◆ Excerpt ◆
====
ChatGPT gets projects depending on what repo I’m working in.
I share all the codex reports with ChatGPT… I don’t read the codex reports, i read the ChatGPT analysis now and review codex as needed.
Each project has critical files uploaded with room at least to examine files that I swap out…
So my source files are limited, because sometimes I’ll have to swap out 4 or 5 files at once as they’ll all be inspected together (whatever the file upload size limit is for projects on the web access i have no idea)
If you stay focused in that task, ChatGPT can do a really long thread, without a new session like that…
When it starts to drift, I ask it to make a session prompt for a new instance of, and specifically say ChatGPT, because chances are any generated prompt in a long session of this workflow is going to generate a new session of Codex instead.
Some places in the shared workflow work best if you attach key directives to each Ai-
For instance, if you have it in your agents.md to look for a PASS SESSION KEY in each given prompt…
Which PASS SESSION KEY is a term that your ChatGPT recognizes as ‘the final all caps pass key describing the work done in a given pass that is the final line of all reports and codex facing prompts.’
If you get clever, you can brace your reasoners together that way, but that particular idea I’m sharing is designed so you don’t look for which prompt goes where, because now they have a tracking tool at the very bottom of every report.
How docs and lints are handled in your repo if you need them is another thing…
I’m very interested in how you boys overcome some of the hurdles in this workflow, that’s worth sharing with each other maybe…
Oh, and you’ll save a lot of headaches if you clearly assign ownership of what each part of your software or work is doing - shared as docs or agents.md between both AIs
You’ll save yourself from refactoring and other hardships
Don’t just plan with it, since it types faster than any of us ever could.
====
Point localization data
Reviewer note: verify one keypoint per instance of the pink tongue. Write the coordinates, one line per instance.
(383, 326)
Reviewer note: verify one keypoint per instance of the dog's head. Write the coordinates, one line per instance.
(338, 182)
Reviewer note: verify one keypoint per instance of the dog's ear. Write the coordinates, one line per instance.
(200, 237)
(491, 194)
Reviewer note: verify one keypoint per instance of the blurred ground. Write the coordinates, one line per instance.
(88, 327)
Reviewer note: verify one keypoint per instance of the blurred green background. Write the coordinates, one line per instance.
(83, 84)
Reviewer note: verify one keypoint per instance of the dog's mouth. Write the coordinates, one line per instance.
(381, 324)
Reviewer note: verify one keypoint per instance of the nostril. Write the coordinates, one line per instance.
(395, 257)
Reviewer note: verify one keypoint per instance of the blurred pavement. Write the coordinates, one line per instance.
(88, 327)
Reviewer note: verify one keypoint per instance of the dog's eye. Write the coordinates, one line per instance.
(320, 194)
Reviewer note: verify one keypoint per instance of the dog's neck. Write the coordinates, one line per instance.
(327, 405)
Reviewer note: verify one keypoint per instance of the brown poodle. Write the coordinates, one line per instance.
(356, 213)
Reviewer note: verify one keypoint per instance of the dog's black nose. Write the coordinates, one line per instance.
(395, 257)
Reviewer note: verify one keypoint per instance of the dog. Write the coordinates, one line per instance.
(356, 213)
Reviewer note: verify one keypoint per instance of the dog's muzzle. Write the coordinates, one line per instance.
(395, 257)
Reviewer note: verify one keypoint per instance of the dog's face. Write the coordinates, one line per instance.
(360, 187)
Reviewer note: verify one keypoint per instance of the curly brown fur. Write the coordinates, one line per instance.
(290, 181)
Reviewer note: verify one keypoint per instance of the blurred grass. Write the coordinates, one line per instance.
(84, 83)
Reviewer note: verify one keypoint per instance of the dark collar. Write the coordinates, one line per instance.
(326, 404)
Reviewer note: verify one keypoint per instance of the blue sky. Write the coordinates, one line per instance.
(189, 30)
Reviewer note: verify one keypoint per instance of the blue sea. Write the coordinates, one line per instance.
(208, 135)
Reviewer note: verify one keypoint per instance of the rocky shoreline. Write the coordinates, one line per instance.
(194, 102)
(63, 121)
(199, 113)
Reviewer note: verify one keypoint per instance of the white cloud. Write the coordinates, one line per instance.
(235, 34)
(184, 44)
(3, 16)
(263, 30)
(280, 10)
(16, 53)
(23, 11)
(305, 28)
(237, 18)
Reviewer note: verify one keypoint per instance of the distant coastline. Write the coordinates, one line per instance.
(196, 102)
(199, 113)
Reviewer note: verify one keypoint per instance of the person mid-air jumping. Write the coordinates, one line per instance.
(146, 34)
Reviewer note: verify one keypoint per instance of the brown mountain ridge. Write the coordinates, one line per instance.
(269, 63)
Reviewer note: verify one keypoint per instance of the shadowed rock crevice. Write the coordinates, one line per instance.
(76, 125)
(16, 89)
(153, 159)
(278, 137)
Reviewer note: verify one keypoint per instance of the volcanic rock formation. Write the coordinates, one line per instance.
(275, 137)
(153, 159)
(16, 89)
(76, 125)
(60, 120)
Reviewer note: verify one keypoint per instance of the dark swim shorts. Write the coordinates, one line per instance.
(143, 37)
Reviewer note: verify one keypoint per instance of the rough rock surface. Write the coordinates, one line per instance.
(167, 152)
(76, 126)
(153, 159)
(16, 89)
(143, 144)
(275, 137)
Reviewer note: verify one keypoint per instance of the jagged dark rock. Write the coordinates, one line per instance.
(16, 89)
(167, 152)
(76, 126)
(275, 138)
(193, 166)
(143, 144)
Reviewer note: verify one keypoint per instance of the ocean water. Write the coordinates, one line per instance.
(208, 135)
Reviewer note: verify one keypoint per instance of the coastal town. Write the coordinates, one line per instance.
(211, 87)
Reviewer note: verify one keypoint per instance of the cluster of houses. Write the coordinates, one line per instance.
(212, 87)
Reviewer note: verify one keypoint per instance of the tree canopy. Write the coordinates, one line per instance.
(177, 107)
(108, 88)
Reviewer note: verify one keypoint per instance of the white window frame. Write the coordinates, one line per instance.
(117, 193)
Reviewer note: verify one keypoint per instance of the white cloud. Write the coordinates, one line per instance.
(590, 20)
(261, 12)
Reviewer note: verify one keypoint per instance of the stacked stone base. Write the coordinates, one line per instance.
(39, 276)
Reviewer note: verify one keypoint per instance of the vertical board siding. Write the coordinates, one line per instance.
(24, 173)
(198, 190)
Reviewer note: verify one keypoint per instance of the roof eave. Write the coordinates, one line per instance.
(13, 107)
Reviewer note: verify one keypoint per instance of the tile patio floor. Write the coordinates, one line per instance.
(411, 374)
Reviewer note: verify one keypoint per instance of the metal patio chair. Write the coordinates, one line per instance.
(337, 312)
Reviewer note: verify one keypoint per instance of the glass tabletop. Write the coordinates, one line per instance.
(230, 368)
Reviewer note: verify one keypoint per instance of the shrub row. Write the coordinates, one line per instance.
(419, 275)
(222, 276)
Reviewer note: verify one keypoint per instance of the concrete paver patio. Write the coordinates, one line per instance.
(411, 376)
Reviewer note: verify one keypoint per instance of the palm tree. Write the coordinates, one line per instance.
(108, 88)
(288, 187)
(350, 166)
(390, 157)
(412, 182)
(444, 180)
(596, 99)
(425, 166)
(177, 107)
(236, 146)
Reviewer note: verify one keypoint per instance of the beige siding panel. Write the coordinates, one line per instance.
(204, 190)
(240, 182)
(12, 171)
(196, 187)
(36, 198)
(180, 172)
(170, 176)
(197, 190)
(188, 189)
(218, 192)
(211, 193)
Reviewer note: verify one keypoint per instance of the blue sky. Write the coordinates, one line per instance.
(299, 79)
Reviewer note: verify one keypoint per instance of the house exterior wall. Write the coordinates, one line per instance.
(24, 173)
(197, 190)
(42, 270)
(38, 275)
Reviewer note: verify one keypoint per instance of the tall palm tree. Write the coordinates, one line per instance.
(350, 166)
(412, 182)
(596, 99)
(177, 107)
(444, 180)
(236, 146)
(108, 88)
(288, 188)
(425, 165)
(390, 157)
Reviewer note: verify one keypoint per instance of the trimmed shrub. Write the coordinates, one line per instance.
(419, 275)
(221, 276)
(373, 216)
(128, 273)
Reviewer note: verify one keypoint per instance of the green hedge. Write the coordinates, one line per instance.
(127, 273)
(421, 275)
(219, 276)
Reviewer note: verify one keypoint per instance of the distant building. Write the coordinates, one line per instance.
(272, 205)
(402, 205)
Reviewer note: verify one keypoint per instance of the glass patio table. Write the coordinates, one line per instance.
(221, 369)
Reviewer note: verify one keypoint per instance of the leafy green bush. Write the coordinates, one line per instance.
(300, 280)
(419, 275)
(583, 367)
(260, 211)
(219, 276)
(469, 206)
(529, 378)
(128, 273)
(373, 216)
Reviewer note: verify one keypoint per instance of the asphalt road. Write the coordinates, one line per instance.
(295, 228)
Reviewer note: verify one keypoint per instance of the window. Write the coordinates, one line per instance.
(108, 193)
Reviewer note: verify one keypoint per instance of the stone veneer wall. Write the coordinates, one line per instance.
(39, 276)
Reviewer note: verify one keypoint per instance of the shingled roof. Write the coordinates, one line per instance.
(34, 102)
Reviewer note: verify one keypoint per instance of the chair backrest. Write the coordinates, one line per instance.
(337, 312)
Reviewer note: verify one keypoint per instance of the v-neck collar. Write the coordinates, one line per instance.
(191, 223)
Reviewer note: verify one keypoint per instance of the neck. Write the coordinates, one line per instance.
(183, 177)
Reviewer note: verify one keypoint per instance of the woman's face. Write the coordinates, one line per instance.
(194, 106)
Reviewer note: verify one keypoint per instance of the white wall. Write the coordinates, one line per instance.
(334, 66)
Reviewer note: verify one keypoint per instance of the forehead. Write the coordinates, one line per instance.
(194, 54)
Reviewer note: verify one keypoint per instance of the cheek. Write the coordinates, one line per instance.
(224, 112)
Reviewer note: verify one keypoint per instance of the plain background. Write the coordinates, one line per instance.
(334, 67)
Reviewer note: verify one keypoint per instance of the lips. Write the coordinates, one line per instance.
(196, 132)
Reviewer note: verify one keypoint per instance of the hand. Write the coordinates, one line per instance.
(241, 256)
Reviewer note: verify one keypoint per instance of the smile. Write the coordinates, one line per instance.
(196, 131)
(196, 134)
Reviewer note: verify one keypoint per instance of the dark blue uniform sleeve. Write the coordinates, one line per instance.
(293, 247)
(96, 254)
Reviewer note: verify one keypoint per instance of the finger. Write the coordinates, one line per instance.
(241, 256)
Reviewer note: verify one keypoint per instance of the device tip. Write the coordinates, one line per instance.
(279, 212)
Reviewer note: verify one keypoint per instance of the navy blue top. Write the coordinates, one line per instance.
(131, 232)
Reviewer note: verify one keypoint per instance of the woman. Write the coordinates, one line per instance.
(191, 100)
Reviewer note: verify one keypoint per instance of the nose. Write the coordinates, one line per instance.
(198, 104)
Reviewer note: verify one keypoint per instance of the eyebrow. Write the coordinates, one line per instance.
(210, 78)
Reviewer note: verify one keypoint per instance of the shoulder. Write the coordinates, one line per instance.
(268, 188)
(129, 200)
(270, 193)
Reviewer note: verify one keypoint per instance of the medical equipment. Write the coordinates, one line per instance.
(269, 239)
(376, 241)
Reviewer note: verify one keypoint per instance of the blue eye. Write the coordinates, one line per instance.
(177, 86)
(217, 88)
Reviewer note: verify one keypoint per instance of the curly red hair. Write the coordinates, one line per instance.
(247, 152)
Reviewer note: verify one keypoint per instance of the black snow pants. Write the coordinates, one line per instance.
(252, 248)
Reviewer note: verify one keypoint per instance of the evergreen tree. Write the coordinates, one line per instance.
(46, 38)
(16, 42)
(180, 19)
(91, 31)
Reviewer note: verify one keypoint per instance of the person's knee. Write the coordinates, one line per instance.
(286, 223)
====
◆ Problems to solve ◆
1 – Using the workflow post, decide whether each statement agrees with it: (a) The writer reads the Codex reports directly. (b) The writer knows the file upload size limit for projects on the web. (c) The PASS SESSION KEY is the final line of all reports and codex facing prompts. Answer yes or no for each, quoting the deciding words.
2 – According to the workflow post, what does the writer ask ChatGPT to make when it starts to drift?
3 – Repeat the part of the workflow post word for word, starting with "ChatGPT gets projects" and going on through "have no idea)".
None of the entries is required for this work.

◆ Solution list ◆
1 –
(a) No: "I don’t read the codex reports, i read the ChatGPT analysis now and review codex as needed."
(b) No: "whatever the file upload size limit is for projects on the web access i have no idea"
(c) Yes: "the final all caps pass key describing the work done in a given pass that is the final line of all reports and codex facing prompts."

2 – A session prompt for a new instance, specifically naming ChatGPT.

3 –
ChatGPT gets projects depending on what repo I’m working in.
I share all the codex reports with ChatGPT… I don’t read the codex reports, i read the ChatGPT analysis now and review codex as needed.
Each project has critical files uploaded with room at least to examine files that I swap out…
So my source files are limited, because sometimes I’ll have to swap out 4 or 5 files at once as they’ll all be inspected together (whatever the file upload size limit is for projects on the web access i have no idea)